◆ **EXERCISE DIRECTIONS**: Copy the data below verbatim, starting at the line containing "Guideline: one keypoint for each instance of the forested" and continuing through the last line of the data, with both ends included.

____ RECORDS FOR THE TASK

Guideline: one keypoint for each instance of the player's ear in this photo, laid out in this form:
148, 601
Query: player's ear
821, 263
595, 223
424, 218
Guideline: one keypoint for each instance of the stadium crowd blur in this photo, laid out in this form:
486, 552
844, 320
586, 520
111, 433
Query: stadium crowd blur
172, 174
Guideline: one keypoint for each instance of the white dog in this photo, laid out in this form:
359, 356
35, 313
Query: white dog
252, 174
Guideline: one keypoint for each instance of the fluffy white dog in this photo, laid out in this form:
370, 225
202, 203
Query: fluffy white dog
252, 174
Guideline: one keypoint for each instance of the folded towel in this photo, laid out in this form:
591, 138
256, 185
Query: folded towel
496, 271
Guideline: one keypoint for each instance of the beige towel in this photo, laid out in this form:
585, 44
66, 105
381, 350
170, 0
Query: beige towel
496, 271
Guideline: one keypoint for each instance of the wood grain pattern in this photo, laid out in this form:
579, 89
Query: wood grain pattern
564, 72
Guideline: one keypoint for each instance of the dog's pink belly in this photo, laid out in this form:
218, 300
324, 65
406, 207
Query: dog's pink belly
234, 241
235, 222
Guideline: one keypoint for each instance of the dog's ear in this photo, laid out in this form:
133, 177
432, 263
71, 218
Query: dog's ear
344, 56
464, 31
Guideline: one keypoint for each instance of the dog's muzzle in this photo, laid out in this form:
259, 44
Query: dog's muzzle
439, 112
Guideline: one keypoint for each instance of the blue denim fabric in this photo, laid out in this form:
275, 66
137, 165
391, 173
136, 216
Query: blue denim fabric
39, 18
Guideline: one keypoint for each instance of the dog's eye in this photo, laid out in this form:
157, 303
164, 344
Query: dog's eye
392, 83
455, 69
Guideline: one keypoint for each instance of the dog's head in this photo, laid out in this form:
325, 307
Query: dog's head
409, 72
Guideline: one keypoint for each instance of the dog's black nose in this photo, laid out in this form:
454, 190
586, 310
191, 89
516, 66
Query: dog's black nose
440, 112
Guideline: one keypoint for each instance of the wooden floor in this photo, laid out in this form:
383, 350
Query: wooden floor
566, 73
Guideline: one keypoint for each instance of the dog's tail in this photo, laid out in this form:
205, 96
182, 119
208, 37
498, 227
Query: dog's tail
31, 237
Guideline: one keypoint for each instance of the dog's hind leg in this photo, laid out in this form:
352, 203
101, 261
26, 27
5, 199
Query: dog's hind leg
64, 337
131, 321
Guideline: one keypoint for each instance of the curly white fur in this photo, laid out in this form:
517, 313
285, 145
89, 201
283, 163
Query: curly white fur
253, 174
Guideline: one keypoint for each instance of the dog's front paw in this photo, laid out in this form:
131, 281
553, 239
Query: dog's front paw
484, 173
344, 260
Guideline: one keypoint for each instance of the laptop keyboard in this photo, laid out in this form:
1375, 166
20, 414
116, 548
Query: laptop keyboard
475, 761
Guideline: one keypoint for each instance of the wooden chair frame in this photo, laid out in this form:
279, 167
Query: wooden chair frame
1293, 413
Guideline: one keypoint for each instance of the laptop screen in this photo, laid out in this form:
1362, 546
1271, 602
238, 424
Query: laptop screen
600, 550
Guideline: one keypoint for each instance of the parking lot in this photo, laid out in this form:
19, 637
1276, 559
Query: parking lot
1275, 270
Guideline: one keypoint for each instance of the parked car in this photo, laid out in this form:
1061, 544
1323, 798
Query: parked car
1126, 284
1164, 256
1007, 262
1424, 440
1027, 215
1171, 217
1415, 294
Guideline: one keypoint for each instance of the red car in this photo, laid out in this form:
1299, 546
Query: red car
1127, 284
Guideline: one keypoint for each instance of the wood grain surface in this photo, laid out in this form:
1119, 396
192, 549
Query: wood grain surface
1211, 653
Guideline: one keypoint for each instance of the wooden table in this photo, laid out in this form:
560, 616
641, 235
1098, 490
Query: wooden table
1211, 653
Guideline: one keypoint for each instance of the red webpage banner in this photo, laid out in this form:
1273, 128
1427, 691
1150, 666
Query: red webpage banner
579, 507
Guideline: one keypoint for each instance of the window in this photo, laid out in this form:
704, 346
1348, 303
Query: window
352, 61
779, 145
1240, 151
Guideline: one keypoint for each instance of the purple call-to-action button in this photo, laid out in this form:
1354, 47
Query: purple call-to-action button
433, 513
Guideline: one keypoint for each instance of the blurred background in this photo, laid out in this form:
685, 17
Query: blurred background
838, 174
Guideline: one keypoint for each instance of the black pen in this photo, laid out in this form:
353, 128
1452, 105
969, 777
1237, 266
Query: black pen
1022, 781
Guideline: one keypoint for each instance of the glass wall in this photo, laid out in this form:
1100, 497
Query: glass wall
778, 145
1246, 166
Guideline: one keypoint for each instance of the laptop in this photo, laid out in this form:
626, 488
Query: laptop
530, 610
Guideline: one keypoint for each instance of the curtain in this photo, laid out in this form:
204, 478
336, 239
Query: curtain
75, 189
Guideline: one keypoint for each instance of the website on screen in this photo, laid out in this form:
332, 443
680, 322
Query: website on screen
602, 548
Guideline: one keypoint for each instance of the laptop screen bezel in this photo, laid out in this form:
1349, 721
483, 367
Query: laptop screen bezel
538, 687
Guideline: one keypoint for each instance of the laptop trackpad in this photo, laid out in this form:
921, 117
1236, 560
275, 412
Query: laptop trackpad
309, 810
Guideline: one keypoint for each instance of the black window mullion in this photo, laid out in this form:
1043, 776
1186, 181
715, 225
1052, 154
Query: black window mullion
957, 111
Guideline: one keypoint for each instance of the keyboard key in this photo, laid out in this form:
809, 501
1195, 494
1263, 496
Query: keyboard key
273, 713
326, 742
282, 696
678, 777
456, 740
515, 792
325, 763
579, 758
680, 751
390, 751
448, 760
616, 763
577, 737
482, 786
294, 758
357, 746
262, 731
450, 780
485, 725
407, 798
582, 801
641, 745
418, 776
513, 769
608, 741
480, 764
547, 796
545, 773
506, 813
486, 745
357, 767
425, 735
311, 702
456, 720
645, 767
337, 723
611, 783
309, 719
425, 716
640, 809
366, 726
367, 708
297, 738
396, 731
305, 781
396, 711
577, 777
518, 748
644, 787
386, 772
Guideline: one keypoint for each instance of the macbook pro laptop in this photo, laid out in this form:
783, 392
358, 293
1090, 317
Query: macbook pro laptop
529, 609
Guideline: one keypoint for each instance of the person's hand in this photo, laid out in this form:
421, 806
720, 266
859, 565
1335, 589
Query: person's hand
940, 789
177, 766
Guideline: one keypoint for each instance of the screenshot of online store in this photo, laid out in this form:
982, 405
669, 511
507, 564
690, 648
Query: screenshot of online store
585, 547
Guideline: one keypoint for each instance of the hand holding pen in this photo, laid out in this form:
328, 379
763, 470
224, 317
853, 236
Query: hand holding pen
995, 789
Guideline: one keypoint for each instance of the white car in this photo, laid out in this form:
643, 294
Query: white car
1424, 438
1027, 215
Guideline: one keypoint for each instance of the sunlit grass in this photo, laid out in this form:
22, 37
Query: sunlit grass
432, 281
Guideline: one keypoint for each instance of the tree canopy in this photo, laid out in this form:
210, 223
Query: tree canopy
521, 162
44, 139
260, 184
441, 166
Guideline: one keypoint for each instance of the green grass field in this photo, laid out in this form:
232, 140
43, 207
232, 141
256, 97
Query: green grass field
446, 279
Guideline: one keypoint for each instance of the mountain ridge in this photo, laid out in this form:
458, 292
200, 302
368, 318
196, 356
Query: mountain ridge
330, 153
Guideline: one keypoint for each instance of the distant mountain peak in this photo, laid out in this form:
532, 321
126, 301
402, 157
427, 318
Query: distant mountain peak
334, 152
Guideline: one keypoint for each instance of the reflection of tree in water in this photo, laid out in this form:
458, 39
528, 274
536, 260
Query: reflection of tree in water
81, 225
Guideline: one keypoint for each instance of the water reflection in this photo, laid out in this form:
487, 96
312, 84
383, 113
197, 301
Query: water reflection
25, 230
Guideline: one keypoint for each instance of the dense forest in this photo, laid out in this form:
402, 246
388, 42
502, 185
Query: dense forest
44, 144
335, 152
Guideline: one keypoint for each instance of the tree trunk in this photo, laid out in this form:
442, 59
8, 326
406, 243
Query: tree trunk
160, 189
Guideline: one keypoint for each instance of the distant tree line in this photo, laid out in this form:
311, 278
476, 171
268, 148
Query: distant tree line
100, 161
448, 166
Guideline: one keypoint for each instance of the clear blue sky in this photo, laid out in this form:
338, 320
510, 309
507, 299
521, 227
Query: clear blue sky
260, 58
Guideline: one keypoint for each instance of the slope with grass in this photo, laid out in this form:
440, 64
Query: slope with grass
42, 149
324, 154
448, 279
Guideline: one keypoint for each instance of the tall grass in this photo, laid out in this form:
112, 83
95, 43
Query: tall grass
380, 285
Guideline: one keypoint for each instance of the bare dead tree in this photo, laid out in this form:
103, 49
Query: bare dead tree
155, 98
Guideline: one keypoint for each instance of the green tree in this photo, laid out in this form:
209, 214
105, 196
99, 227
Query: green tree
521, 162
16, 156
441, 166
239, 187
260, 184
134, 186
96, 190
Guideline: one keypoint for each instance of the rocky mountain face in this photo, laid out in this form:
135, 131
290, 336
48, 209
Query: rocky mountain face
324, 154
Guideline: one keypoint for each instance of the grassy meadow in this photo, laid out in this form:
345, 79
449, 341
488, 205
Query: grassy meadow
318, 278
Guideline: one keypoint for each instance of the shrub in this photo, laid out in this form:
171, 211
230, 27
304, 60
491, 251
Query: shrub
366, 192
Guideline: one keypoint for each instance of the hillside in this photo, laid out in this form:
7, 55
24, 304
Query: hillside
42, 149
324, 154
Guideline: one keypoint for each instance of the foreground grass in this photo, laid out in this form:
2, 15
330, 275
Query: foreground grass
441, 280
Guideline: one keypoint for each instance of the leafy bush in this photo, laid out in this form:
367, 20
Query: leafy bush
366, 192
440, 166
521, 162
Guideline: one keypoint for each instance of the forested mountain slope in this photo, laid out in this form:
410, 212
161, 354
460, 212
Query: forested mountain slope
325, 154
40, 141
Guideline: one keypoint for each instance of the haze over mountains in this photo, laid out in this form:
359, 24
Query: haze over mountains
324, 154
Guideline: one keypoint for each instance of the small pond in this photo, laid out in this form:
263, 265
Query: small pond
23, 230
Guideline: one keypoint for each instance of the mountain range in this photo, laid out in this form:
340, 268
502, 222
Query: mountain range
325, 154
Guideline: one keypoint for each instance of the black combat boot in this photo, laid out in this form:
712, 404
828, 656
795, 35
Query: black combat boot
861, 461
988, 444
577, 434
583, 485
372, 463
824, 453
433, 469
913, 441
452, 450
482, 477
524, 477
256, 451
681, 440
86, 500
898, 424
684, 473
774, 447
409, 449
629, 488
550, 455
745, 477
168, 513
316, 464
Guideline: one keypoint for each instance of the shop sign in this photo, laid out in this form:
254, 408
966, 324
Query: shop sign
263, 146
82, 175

________

◆ **EXERCISE RESULT**:
Guideline: one keypoint for each instance of the forested mountain slope in this photo, laid out in this form:
410, 212
161, 354
460, 212
Query: forested mountain slope
325, 154
40, 141
Guideline: one keypoint for each instance of the haze over mountains in this photo, laid out in this form:
359, 24
Query: haze over mountains
324, 154
Guideline: one keypoint for each instance of the small pond in this photo, laid out in this form:
263, 265
Query: small pond
23, 230
Guideline: one keypoint for each instance of the mountain range in this photo, laid out in this form:
340, 268
502, 222
Query: mountain range
325, 154
Guideline: one keypoint for each instance of the black combat boot in this photo, laid out in this form:
712, 404
828, 656
795, 35
Query: black combat boot
861, 461
988, 444
577, 434
583, 485
372, 463
824, 453
433, 469
913, 441
452, 450
482, 477
524, 477
256, 451
681, 440
86, 500
898, 424
684, 473
774, 447
409, 449
629, 488
550, 455
745, 477
168, 513
316, 464
Guideline: one keypoint for each instance of the shop sign in this photo, laid out in this form:
254, 408
966, 324
Query: shop sign
263, 146
82, 175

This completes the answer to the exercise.